■ **Data**
────

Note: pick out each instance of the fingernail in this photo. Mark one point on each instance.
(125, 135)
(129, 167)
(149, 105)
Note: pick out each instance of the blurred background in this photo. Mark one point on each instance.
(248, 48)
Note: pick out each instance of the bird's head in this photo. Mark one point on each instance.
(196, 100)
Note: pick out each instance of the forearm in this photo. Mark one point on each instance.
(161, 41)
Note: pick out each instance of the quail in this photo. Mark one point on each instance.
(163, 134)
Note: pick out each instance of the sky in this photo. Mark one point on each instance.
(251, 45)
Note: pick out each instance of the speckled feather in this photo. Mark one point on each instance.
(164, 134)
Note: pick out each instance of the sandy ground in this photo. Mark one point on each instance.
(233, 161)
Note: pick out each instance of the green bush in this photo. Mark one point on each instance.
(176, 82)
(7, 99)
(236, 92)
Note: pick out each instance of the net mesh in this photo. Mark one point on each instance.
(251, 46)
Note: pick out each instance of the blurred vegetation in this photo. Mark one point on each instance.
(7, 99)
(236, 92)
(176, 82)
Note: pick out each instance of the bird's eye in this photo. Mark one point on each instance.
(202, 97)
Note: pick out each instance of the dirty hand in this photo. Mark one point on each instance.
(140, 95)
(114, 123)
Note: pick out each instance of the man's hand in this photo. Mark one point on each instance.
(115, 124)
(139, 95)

────

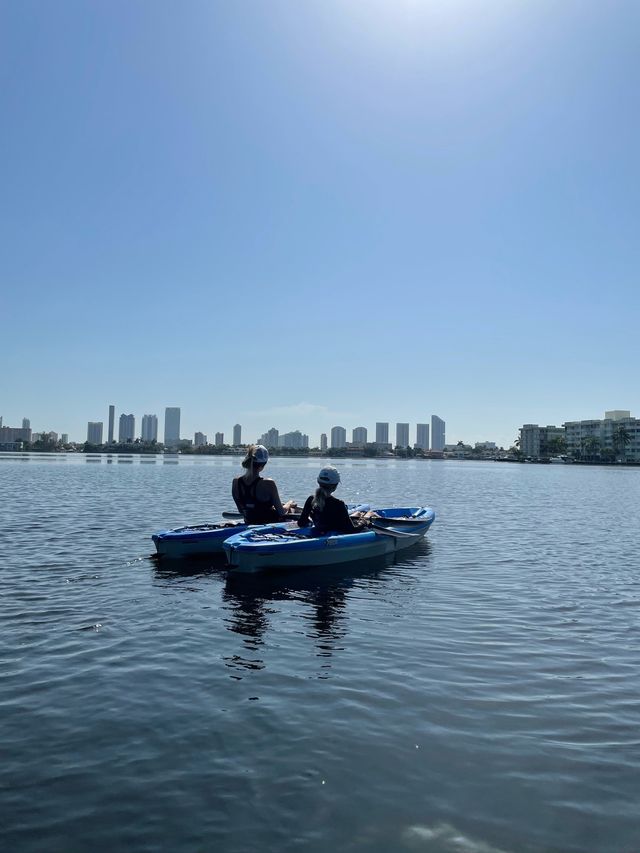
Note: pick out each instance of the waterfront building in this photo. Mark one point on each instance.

────

■ **What the task requires**
Show every line of the items above that contains the word "blurred".

■ **Result for this exercise**
Note: pick out each instance of the blurred background in this photo. Mark one point on each instance.
Note: pick out each instance of the blurred vegetation in this photo. Mark one point on each instance.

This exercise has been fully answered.